EXERCISE DESCRIPTION:
What do the entries below say? Restate them word for word.

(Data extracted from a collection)
§ §

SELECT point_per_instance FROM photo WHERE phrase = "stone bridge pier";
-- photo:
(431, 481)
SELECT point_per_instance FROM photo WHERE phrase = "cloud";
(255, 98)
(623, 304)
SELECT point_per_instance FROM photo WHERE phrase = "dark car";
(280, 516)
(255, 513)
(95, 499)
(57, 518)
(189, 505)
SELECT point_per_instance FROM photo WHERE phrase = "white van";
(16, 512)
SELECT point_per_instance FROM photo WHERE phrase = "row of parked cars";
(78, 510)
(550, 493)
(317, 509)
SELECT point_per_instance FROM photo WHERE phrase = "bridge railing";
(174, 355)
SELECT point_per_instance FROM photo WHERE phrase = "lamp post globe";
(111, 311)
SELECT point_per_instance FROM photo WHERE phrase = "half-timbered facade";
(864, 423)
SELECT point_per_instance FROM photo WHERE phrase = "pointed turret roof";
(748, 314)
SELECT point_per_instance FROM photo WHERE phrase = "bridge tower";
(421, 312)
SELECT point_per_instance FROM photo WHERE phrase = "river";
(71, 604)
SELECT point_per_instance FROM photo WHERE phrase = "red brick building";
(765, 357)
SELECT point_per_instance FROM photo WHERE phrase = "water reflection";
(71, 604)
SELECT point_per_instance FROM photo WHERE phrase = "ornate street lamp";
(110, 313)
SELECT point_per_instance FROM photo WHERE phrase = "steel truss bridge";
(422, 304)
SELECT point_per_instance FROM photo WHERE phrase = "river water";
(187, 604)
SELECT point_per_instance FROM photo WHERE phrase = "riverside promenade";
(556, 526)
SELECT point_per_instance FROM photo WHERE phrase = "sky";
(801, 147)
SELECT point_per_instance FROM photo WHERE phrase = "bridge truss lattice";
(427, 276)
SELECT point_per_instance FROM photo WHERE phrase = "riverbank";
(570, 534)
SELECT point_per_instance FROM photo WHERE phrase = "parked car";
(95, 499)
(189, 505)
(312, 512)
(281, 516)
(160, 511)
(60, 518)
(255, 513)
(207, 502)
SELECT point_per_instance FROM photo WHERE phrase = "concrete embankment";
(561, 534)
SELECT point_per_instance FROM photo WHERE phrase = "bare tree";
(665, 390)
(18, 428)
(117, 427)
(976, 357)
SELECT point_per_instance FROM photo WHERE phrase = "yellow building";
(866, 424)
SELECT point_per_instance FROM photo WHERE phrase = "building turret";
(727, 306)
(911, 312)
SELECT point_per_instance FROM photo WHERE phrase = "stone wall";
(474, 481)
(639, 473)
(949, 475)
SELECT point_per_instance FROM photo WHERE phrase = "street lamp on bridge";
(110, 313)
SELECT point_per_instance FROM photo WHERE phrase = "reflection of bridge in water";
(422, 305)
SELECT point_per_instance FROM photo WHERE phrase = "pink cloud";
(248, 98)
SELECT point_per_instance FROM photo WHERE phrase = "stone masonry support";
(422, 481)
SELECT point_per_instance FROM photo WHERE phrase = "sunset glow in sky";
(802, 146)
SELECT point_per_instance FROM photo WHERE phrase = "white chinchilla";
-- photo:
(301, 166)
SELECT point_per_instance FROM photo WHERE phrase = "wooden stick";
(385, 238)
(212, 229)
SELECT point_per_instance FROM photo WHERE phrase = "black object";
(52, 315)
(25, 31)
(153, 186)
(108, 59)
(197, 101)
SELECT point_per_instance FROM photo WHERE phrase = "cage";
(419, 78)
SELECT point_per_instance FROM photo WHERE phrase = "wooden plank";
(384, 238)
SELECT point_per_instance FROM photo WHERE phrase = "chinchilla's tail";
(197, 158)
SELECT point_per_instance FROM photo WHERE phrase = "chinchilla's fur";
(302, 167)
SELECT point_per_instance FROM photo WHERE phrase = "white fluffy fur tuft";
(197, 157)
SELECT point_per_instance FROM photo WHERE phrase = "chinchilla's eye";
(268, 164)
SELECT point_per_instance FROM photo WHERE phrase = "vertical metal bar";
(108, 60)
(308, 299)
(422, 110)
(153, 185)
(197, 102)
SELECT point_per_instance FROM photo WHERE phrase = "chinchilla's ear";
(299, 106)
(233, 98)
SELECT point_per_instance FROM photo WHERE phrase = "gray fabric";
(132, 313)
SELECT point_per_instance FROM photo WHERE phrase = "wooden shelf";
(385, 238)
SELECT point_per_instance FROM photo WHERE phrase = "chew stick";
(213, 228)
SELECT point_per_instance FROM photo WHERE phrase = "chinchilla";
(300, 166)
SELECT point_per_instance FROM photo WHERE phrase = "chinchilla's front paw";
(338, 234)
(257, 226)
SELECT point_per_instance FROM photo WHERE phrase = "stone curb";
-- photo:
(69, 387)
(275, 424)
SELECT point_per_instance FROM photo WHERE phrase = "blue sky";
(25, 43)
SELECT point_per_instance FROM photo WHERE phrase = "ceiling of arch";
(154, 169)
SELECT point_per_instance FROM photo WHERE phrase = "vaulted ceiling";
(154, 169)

§ §

EXERCISE OUTPUT:
SELECT point_per_instance FROM photo WHERE phrase = "stone bridge pier";
-- photo:
(431, 481)
SELECT point_per_instance FROM photo WHERE phrase = "cloud";
(255, 98)
(623, 304)
SELECT point_per_instance FROM photo WHERE phrase = "dark car";
(280, 516)
(255, 513)
(95, 499)
(57, 518)
(189, 505)
SELECT point_per_instance FROM photo WHERE phrase = "white van";
(16, 512)
SELECT point_per_instance FROM photo WHERE phrase = "row of parked cars";
(78, 510)
(550, 493)
(317, 509)
SELECT point_per_instance FROM photo WHERE phrase = "bridge railing";
(174, 355)
SELECT point_per_instance FROM photo WHERE phrase = "lamp post globe";
(111, 311)
SELECT point_per_instance FROM photo WHERE phrase = "half-timbered facade";
(864, 423)
SELECT point_per_instance FROM photo WHERE phrase = "pointed turret roof";
(748, 314)
SELECT point_per_instance FROM photo WHERE phrase = "bridge tower";
(421, 312)
SELECT point_per_instance FROM photo WHERE phrase = "river";
(71, 604)
SELECT point_per_instance FROM photo WHERE phrase = "red brick building";
(765, 357)
SELECT point_per_instance FROM photo WHERE phrase = "water reflection";
(71, 604)
SELECT point_per_instance FROM photo WHERE phrase = "ornate street lamp";
(110, 313)
SELECT point_per_instance FROM photo WHERE phrase = "steel truss bridge";
(422, 304)
SELECT point_per_instance FROM photo WHERE phrase = "river water";
(187, 604)
SELECT point_per_instance FROM photo WHERE phrase = "riverside promenade";
(556, 526)
SELECT point_per_instance FROM photo WHERE phrase = "sky";
(801, 147)
SELECT point_per_instance FROM photo WHERE phrase = "bridge truss lattice";
(427, 276)
SELECT point_per_instance FROM photo WHERE phrase = "riverbank";
(570, 534)
SELECT point_per_instance FROM photo WHERE phrase = "parked car";
(95, 499)
(189, 505)
(312, 512)
(281, 516)
(160, 511)
(60, 518)
(255, 513)
(207, 502)
SELECT point_per_instance FROM photo WHERE phrase = "concrete embankment";
(561, 534)
SELECT point_per_instance FROM photo WHERE phrase = "bare tree";
(665, 390)
(18, 428)
(117, 427)
(976, 357)
SELECT point_per_instance FROM photo WHERE phrase = "yellow building";
(866, 424)
SELECT point_per_instance FROM photo WHERE phrase = "building turret";
(727, 306)
(911, 312)
SELECT point_per_instance FROM photo WHERE phrase = "stone wall";
(474, 481)
(639, 473)
(949, 475)
SELECT point_per_instance FROM photo WHERE phrase = "street lamp on bridge";
(110, 313)
SELECT point_per_instance FROM photo WHERE phrase = "reflection of bridge in water";
(422, 305)
SELECT point_per_instance FROM photo WHERE phrase = "pink cloud";
(248, 98)
SELECT point_per_instance FROM photo WHERE phrase = "stone masonry support";
(422, 481)
SELECT point_per_instance FROM photo WHERE phrase = "sunset glow in sky";
(802, 146)
SELECT point_per_instance FROM photo WHERE phrase = "white chinchilla";
-- photo:
(301, 166)
SELECT point_per_instance FROM photo WHERE phrase = "wooden stick";
(385, 238)
(212, 229)
SELECT point_per_instance FROM photo WHERE phrase = "black object";
(52, 315)
(25, 31)
(153, 186)
(108, 59)
(197, 101)
SELECT point_per_instance FROM photo WHERE phrase = "cage";
(419, 78)
SELECT point_per_instance FROM photo WHERE phrase = "wooden plank";
(384, 238)
SELECT point_per_instance FROM photo WHERE phrase = "chinchilla's tail";
(197, 158)
SELECT point_per_instance FROM photo WHERE phrase = "chinchilla's fur";
(302, 167)
SELECT point_per_instance FROM photo WHERE phrase = "white fluffy fur tuft";
(197, 157)
SELECT point_per_instance FROM photo WHERE phrase = "chinchilla's eye";
(268, 164)
SELECT point_per_instance FROM photo WHERE phrase = "vertical metal bar";
(108, 60)
(308, 299)
(422, 110)
(153, 185)
(197, 102)
SELECT point_per_instance FROM photo WHERE phrase = "chinchilla's ear";
(299, 106)
(233, 98)
SELECT point_per_instance FROM photo WHERE phrase = "gray fabric";
(132, 313)
SELECT point_per_instance FROM photo WHERE phrase = "wooden shelf";
(385, 238)
SELECT point_per_instance FROM photo WHERE phrase = "chew stick";
(213, 228)
SELECT point_per_instance FROM photo WHERE phrase = "chinchilla";
(300, 166)
SELECT point_per_instance FROM photo WHERE phrase = "chinchilla's front paw";
(338, 234)
(257, 226)
SELECT point_per_instance FROM photo WHERE phrase = "stone curb";
-- photo:
(69, 387)
(275, 424)
SELECT point_per_instance FROM photo WHERE phrase = "blue sky";
(25, 43)
SELECT point_per_instance FROM photo WHERE phrase = "ceiling of arch";
(154, 169)
SELECT point_per_instance FROM photo WHERE phrase = "vaulted ceiling";
(154, 169)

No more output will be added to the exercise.